* What is expected *
Please state how many lines in the records below contain the word "noun". Reply with the number alone.

* Input data *
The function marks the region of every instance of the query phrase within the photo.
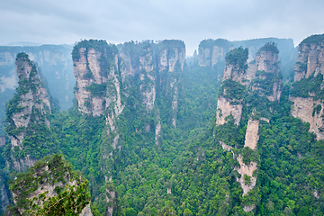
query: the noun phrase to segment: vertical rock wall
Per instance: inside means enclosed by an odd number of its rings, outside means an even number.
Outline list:
[[[15,147],[23,148],[22,140],[31,124],[44,122],[50,128],[47,115],[51,112],[50,95],[41,81],[36,65],[29,59],[27,54],[22,52],[17,55],[16,69],[19,87],[7,109],[7,132],[12,150]],[[19,160],[13,158],[13,162],[14,169],[23,170],[24,166],[32,166],[35,160],[26,155]]]
[[[310,131],[316,134],[317,140],[323,140],[324,34],[306,38],[300,43],[298,50],[292,88],[301,89],[292,89],[289,97],[293,103],[291,113],[309,122]]]

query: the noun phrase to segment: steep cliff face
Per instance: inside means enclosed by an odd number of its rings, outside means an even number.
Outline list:
[[[239,124],[242,104],[241,101],[246,92],[242,85],[248,68],[248,51],[242,48],[230,51],[226,56],[226,65],[223,74],[223,82],[220,88],[220,96],[217,102],[216,125],[225,123],[225,119],[232,115],[237,125]]]
[[[225,62],[226,53],[230,50],[242,47],[248,49],[248,62],[250,64],[256,59],[256,57],[260,48],[269,42],[277,44],[280,50],[279,58],[282,61],[281,71],[284,77],[287,78],[297,58],[297,50],[294,49],[293,41],[291,39],[264,38],[239,41],[229,41],[224,39],[204,40],[199,45],[198,63],[201,67],[212,68],[220,62]]]
[[[199,44],[198,64],[201,67],[212,68],[220,61],[225,61],[226,53],[230,49],[230,42],[224,39],[204,40]]]
[[[312,35],[299,45],[290,100],[292,115],[310,123],[310,131],[324,139],[324,35]]]
[[[9,101],[6,112],[6,121],[9,123],[6,132],[11,140],[13,153],[14,149],[22,150],[26,148],[22,146],[22,140],[27,135],[33,133],[35,124],[50,128],[48,115],[51,113],[53,107],[48,88],[40,76],[39,69],[29,59],[27,54],[22,52],[17,55],[16,69],[19,86],[17,94]],[[12,157],[14,168],[22,170],[24,166],[32,166],[35,159],[30,157],[29,154],[19,159]]]
[[[92,43],[99,47],[92,47]],[[75,46],[75,94],[82,112],[102,115],[112,103],[115,103],[117,114],[122,111],[117,54],[117,50],[104,40],[84,40]]]
[[[71,59],[72,46],[41,45],[39,47],[4,47],[0,46],[0,91],[12,94],[18,86],[15,73],[15,56],[25,52],[32,61],[42,68],[52,95],[59,102],[60,109],[68,110],[72,106],[73,76]],[[8,95],[9,100],[12,95]],[[7,101],[6,100],[6,101]]]
[[[310,123],[310,131],[314,132],[318,140],[324,140],[324,104],[312,97],[292,97],[289,100],[293,103],[292,115]]]
[[[178,86],[185,59],[184,43],[176,40],[166,40],[158,43],[149,40],[139,43],[131,41],[121,45],[119,49],[122,60],[122,78],[129,83],[129,86],[124,86],[125,91],[140,94],[139,100],[147,111],[143,114],[151,115],[155,110],[155,139],[158,144],[161,120],[166,120],[159,116],[160,107],[157,106],[157,101],[159,102],[158,104],[164,101],[167,104],[166,109],[170,110],[170,114],[169,122],[166,123],[176,127]],[[147,122],[145,130],[148,131],[150,128],[150,123]]]
[[[240,140],[238,138],[232,140],[226,135],[219,135],[218,138],[222,148],[230,150],[239,165],[233,166],[233,169],[238,174],[236,179],[243,190],[243,199],[248,199],[247,197],[253,196],[258,191],[256,188],[256,148],[260,120],[269,122],[271,107],[279,101],[282,92],[278,52],[274,43],[266,43],[257,51],[256,59],[249,63],[248,68],[248,50],[234,49],[226,56],[223,81],[217,102],[216,125],[222,127],[222,130],[232,127],[245,131],[244,145],[236,143],[238,140]],[[217,128],[216,131],[219,131]],[[243,148],[238,148],[239,146]],[[254,158],[247,158],[248,155],[254,155]],[[243,210],[251,212],[256,204],[253,202],[242,202]]]
[[[323,35],[312,35],[300,43],[294,67],[294,81],[307,78],[311,75],[324,75],[323,39]]]
[[[62,156],[45,158],[27,173],[18,175],[11,184],[14,206],[9,208],[9,212],[23,215],[32,212],[57,215],[73,212],[91,216],[88,188],[85,187],[86,184],[81,185],[85,181]],[[52,208],[56,205],[57,208]]]
[[[179,82],[185,60],[185,47],[181,40],[163,40],[158,44],[158,68],[160,91],[171,99],[171,123],[176,127],[176,112],[179,98]]]

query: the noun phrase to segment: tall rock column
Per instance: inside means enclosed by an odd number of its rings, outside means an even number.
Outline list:
[[[310,123],[317,140],[324,140],[324,34],[303,40],[298,48],[289,99],[292,115]]]
[[[72,58],[79,111],[93,116],[105,116],[99,160],[105,178],[106,215],[112,215],[117,197],[112,182],[112,157],[113,150],[120,147],[116,121],[124,108],[118,50],[105,40],[82,40],[74,47]]]
[[[185,46],[181,40],[166,40],[158,44],[158,68],[161,94],[171,100],[171,123],[176,128],[178,84],[185,59]],[[158,126],[158,124],[157,125]]]
[[[226,124],[225,128],[232,129],[223,131],[223,126],[216,127],[215,136],[220,134],[220,144],[223,149],[232,151],[239,164],[233,169],[237,171],[236,179],[243,190],[241,201],[245,212],[253,211],[258,202],[259,189],[256,187],[258,157],[256,150],[259,124],[263,122],[260,120],[269,122],[272,107],[281,95],[278,52],[274,43],[266,43],[256,52],[256,60],[251,61],[248,68],[247,50],[235,49],[226,56],[223,82],[217,104],[216,125]],[[244,130],[244,140],[238,135],[234,135]],[[226,133],[233,137],[229,138]],[[256,201],[251,202],[253,199]]]

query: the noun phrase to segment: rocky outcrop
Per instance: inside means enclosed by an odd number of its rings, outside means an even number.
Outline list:
[[[122,110],[117,50],[105,41],[100,43],[101,49],[87,47],[91,40],[84,40],[74,48],[75,94],[78,108],[93,116],[102,115],[112,103],[115,103],[115,113]]]
[[[119,51],[122,61],[122,79],[130,84],[124,90],[127,92],[127,88],[139,84],[141,94],[140,100],[146,107],[146,114],[151,113],[154,108],[158,110],[156,100],[157,92],[160,92],[164,100],[170,102],[170,122],[176,127],[178,83],[185,59],[184,43],[176,40],[166,40],[158,43],[149,40],[137,43],[131,41],[121,46]],[[158,120],[155,122],[158,126]],[[149,127],[148,129],[149,130]]]
[[[248,122],[244,147],[255,149],[259,139],[258,136],[259,121],[250,118]]]
[[[257,164],[256,162],[251,161],[249,165],[246,165],[242,161],[242,157],[238,156],[237,158],[239,167],[235,167],[234,170],[237,170],[238,173],[240,174],[240,177],[237,177],[237,181],[239,183],[243,189],[243,196],[247,195],[248,193],[252,190],[256,184],[256,176],[254,176],[253,172],[256,170]],[[250,181],[247,183],[244,179],[244,176],[248,176],[250,177]]]
[[[79,204],[75,206],[73,200],[63,200],[68,197],[71,190],[76,191],[76,188],[85,181],[84,177],[75,173],[71,167],[72,166],[62,156],[54,155],[35,163],[29,172],[18,175],[10,185],[17,212],[20,214],[26,214],[29,210],[37,211],[32,207],[32,203],[41,206],[44,202],[49,201],[50,198],[58,197],[64,191],[66,194],[62,195],[62,198],[58,198],[54,204],[60,202],[71,202],[69,206],[74,208],[75,212],[79,211],[79,215],[92,216],[90,204],[88,204],[90,196],[86,195],[81,198],[84,192],[79,191],[77,194],[80,201],[86,202],[82,211],[76,208]],[[88,189],[86,187],[84,190]],[[45,198],[41,198],[42,195],[45,195]]]
[[[317,140],[324,139],[323,47],[324,34],[310,36],[300,43],[294,67],[295,83],[289,97],[293,103],[292,115],[310,123],[310,131],[316,134]]]
[[[0,176],[0,212],[4,211],[10,202],[9,191],[6,188],[5,181]]]
[[[224,124],[226,122],[225,118],[232,115],[235,124],[238,125],[242,115],[242,104],[230,104],[230,101],[220,96],[217,101],[216,124]]]
[[[324,36],[312,35],[303,40],[298,47],[298,57],[294,67],[294,81],[311,75],[324,75]]]
[[[48,115],[51,112],[50,95],[35,63],[22,52],[16,58],[16,69],[19,78],[17,94],[9,101],[7,109],[7,133],[11,140],[12,150],[18,147],[22,149],[22,140],[32,125],[44,123],[50,128]],[[13,158],[14,168],[22,170],[30,167],[35,159],[26,155],[23,158]]]
[[[248,51],[242,48],[230,51],[226,56],[226,66],[220,88],[220,96],[217,101],[216,125],[224,124],[225,119],[232,115],[235,124],[238,125],[242,113],[241,92],[238,94],[233,88],[240,88],[244,91],[241,83],[247,69]],[[242,88],[243,87],[243,88]]]
[[[219,62],[225,61],[230,42],[224,39],[204,40],[199,44],[198,64],[201,67],[212,68]]]
[[[18,86],[15,57],[20,52],[25,52],[31,60],[37,62],[38,67],[42,68],[42,75],[47,79],[52,95],[58,99],[60,109],[68,110],[72,106],[73,86],[76,82],[72,70],[71,50],[72,46],[68,45],[0,46],[0,91],[7,94]]]
[[[239,166],[233,169],[238,173],[236,179],[243,190],[243,196],[253,195],[254,192],[249,193],[252,190],[257,191],[257,188],[255,189],[257,163],[253,159],[256,157],[252,158],[251,155],[257,154],[256,148],[259,139],[259,120],[269,122],[267,118],[271,116],[271,107],[281,96],[283,81],[279,73],[278,53],[274,43],[266,43],[256,52],[255,60],[250,61],[248,66],[248,50],[242,48],[232,50],[225,58],[226,65],[217,101],[216,125],[230,123],[227,120],[230,120],[228,117],[231,115],[236,127],[247,127],[243,148],[234,150],[232,146],[224,142],[229,138],[219,138],[222,148],[230,150],[238,162]],[[248,115],[248,124],[244,125],[241,118]],[[235,142],[236,140],[231,141]],[[244,203],[243,210],[251,212],[256,204]]]
[[[290,96],[289,100],[293,103],[292,115],[310,123],[310,131],[316,134],[317,140],[324,140],[324,103],[312,97]]]

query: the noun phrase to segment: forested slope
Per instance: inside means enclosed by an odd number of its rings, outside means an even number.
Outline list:
[[[72,52],[76,102],[47,114],[50,140],[34,132],[32,143],[84,174],[94,215],[322,215],[324,143],[293,117],[292,98],[318,100],[299,113],[320,121],[323,70],[284,83],[280,52],[274,42],[254,59],[248,49],[222,50],[211,67],[202,57],[186,65],[181,40],[80,41]],[[310,79],[317,86],[298,94]],[[33,152],[24,148],[29,136],[21,151],[7,145],[6,161]]]

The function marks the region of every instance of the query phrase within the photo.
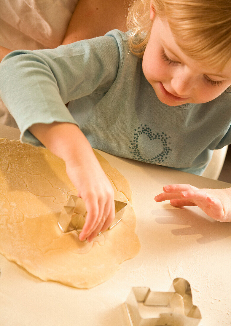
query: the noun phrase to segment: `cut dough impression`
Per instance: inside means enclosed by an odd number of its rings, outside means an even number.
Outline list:
[[[0,252],[34,275],[79,288],[105,282],[139,252],[136,217],[128,181],[96,152],[115,191],[126,202],[123,218],[91,243],[65,234],[58,217],[78,191],[63,161],[48,150],[0,139]]]

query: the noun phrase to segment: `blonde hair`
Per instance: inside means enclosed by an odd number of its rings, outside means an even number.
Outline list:
[[[141,57],[150,37],[151,2],[185,54],[222,70],[231,57],[230,0],[133,0],[127,19],[128,42]]]

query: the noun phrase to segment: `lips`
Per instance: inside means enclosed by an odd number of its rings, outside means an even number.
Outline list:
[[[180,97],[178,96],[175,96],[166,90],[161,82],[159,82],[159,84],[160,88],[162,94],[170,99],[173,100],[175,101],[177,101],[179,102],[183,102],[185,101],[185,100],[189,98],[189,97]]]

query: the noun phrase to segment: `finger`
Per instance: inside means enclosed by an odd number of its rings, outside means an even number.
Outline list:
[[[207,198],[211,198],[212,196],[207,193],[201,189],[196,188],[196,190],[188,190],[182,191],[180,193],[180,196],[184,199],[187,199],[190,201],[197,200],[206,200]]]
[[[169,185],[163,187],[165,192],[178,193],[189,190],[197,190],[198,188],[191,185],[185,185],[182,184],[176,184],[174,185]]]
[[[183,206],[196,206],[196,204],[186,199],[172,199],[170,203],[173,206],[182,207]]]
[[[100,232],[101,231],[103,232],[103,231],[105,230],[102,230],[102,228],[103,227],[105,222],[108,219],[109,217],[110,218],[112,209],[113,210],[113,205],[114,207],[114,215],[115,215],[115,202],[113,200],[113,203],[109,202],[107,203],[106,205],[105,205],[105,210],[102,218],[100,222],[96,229],[87,238],[87,240],[88,241],[90,242],[95,237],[97,236]],[[113,207],[112,209],[112,206]],[[109,226],[110,225],[110,224],[109,224]],[[106,230],[106,229],[105,229],[105,230]]]
[[[212,197],[204,190],[194,193],[191,191],[182,193],[184,199],[194,202],[206,214],[217,221],[223,220],[225,214],[222,203],[218,198]]]
[[[79,239],[81,241],[85,240],[92,233],[93,226],[97,220],[100,210],[98,201],[95,199],[94,200],[92,199],[90,201],[86,200],[85,204],[87,213],[85,222],[79,235]]]
[[[116,216],[115,211],[115,202],[113,200],[110,214],[108,215],[107,219],[105,221],[104,225],[103,226],[103,227],[102,228],[101,231],[102,232],[106,231],[109,228],[115,219]]]
[[[161,194],[158,195],[154,198],[156,201],[163,201],[164,200],[169,200],[171,199],[181,199],[180,192],[168,193],[162,192]]]

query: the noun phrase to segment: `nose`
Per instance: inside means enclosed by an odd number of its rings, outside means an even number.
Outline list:
[[[189,96],[195,87],[195,81],[190,72],[185,69],[176,70],[171,80],[171,86],[176,96]]]

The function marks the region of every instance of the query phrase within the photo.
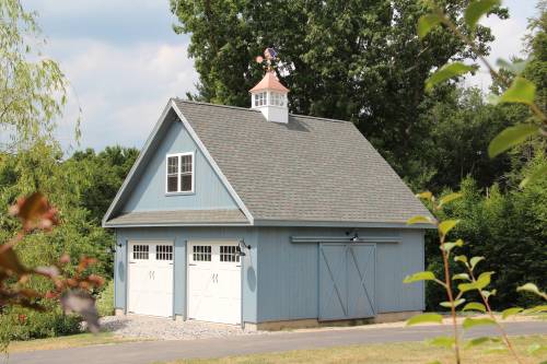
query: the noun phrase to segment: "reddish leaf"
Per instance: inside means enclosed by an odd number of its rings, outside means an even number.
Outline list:
[[[4,244],[0,246],[0,268],[16,274],[25,274],[28,272],[13,250],[13,244]]]
[[[37,267],[34,269],[34,272],[49,278],[56,278],[60,274],[59,268],[55,266]]]
[[[60,258],[59,258],[59,262],[61,265],[68,265],[70,262],[70,256],[68,254],[63,254]]]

* Result for this task *
11